[Saved entries]
=== Section Start ===

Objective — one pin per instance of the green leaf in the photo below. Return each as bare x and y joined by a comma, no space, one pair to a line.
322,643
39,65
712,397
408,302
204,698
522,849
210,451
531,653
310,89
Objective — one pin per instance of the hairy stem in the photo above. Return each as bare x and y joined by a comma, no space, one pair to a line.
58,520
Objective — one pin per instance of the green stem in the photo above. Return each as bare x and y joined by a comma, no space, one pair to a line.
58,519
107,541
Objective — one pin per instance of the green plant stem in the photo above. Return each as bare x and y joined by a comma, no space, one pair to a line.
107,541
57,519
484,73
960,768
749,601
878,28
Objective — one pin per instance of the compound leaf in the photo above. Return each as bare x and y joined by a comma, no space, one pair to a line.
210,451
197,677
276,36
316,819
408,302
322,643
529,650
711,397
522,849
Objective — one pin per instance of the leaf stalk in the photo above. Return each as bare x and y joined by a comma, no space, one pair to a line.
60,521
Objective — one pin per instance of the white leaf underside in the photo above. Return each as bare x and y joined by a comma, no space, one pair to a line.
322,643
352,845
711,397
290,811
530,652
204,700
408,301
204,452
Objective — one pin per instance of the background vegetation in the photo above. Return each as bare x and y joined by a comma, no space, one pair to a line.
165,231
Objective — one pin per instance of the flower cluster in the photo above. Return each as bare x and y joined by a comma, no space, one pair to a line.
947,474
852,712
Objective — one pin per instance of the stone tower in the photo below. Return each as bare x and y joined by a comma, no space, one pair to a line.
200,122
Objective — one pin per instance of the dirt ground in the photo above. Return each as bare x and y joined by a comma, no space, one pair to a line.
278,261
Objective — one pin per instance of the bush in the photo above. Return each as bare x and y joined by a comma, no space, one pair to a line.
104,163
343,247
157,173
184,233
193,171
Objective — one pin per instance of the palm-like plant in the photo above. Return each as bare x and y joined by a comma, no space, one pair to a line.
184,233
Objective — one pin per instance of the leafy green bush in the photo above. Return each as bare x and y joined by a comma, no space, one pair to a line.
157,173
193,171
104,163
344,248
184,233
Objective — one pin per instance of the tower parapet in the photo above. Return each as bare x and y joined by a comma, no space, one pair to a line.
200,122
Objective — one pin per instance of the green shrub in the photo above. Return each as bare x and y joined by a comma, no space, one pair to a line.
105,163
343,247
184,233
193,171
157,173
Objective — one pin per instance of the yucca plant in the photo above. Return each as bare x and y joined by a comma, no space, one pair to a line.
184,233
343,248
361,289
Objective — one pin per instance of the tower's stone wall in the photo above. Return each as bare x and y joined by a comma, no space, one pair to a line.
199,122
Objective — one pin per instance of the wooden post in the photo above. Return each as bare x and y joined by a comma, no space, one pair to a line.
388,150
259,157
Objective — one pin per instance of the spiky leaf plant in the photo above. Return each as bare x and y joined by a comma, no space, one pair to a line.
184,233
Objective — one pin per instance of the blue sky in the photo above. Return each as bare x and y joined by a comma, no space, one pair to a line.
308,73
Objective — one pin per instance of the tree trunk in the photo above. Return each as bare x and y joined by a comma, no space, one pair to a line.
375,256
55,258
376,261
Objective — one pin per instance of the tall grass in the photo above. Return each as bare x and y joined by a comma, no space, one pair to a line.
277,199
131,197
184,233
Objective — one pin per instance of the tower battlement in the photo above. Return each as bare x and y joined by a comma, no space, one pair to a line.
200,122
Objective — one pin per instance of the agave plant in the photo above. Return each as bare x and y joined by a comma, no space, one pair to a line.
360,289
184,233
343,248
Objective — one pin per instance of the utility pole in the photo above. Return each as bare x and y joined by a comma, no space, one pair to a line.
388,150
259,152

=== Section End ===

Repeat each of the records exactly as written.

Objective — one pin per instance of the green leaf in the photo below. Return each as bare x and y joined by a comma, no space, one pair to a line.
322,643
39,65
712,397
408,302
204,698
522,849
210,451
531,653
310,89
Objective — one pin per instance of the hairy stem in the photo above. Return each as bare x and y joined by a comma, no space, one pair to a line.
58,520
Objective — one pin per instance of the green stem in the photo above. Return each as bare x and y joined by a comma, no space, one pair to a line.
58,519
107,541
Objective — one pin per instance of the green plant stem in the photo above. Return each as bare x and y joined by a comma, no space, one pair to a line.
107,541
57,519
484,73
960,768
749,601
878,28
Objective — one pin per instance of the compound leaf in the photo above. Return each as bare x and y joined by a comma, no space, one pair to a line.
210,451
197,677
276,36
316,819
408,302
322,643
529,650
711,397
522,849
Objective — one pin per instance of the leaf stalk in the photo above. Return each as bare x and y joined by a comma, no space, one pair to a line.
60,521
Objective — one pin per instance of the white leaf underside in the photo above. Return each as bare x and y joined by a comma, no space, one pair to a line.
322,643
352,845
711,397
290,811
530,652
204,700
408,301
204,452
Objective — one pin per instance of the background vegetation in the photo above. Return each as bare x and y joined by a comma, no space, one pair to a line.
165,231
Objective — one pin per instance of the flower cluster in the photo above. Return each as bare x and y joined by a comma, no space, one pair to a line.
947,474
852,712
Objective — one pin per instance of the stone tower in the photo below. Return each as bare x and y joined by a comma, no space, one pair to a line.
200,122
Objective — one pin per instance of the dirt ground in the photo above. Return each as bare x and y joined by a comma, no space, one pair to a line.
278,261
Objective — one pin per instance of the bush in the photo above. Return each as bare x and y joined by a comma, no space, one pair to a line.
104,163
343,247
157,173
184,233
193,171
Objective — one pin per instance of the palm-like plant in the photo above. Return each as bare x and y joined by a comma, no space, one pair to a line.
184,233
Objective — one pin per instance of the leafy green bush in the photo above. Return each as bare x and y joined by a comma, no space, one pair to a line.
157,173
193,171
104,163
344,248
184,233
Objective — one pin per instance of the tower parapet in the photo above. Return each as bare x and y joined by a comma, no space, one pair to a line.
200,122
Objective — one pin per instance of the green shrub in the photo above. Return each as bare x and y joined by a comma, no space, one pair to a line.
105,163
343,247
184,233
193,171
157,173
Objective — one pin per instance of the yucca plant in the photo above. Return each as bare x and y joined by a comma, no space, one pair to a line.
184,233
343,248
361,289
Objective — one pin per instance of the tower's stone wall in the photo above. Return each as bare x and y joined by a comma, no space, one pair to a line.
199,122
Objective — one pin per instance of the wooden post in the photo above. Return each as bare x and y joined by a comma, no space, one pair to a line.
388,150
259,157
Objective — one pin per instance of the spiky leaf plant in the photo above. Return each as bare x and y joined by a comma, no space, one pair to a line.
184,233
Objective — one pin per instance of the blue sky in the photo above. Return each as bare x and y joined by a comma, no space, one pair to a line.
308,73
Objective — one pin per instance of the tree trunk in the photo above. Return each as bare x and y joined by a comma, no space, one pair to a line.
375,256
55,258
376,261
Objective — one pin per instance of the tall grass in the photo above. Return each as bare x and y joined by a comma, no space, one pair to a line.
277,199
131,197
184,233
Objective — one pin per instance of the tower battlement in the photo above. Return each as bare x and y joined by a comma, no space, one pair to a line.
200,122
Objective — one pin per instance of the agave plant in the photo above. Return each as bare x and y joined by a comma, no space, one pair to a line.
360,289
184,233
343,248
Objective — one pin per instance of the utility pole in the photo above. Return each as bare x and y joined by a comma, no space, one pair to a line.
388,150
259,152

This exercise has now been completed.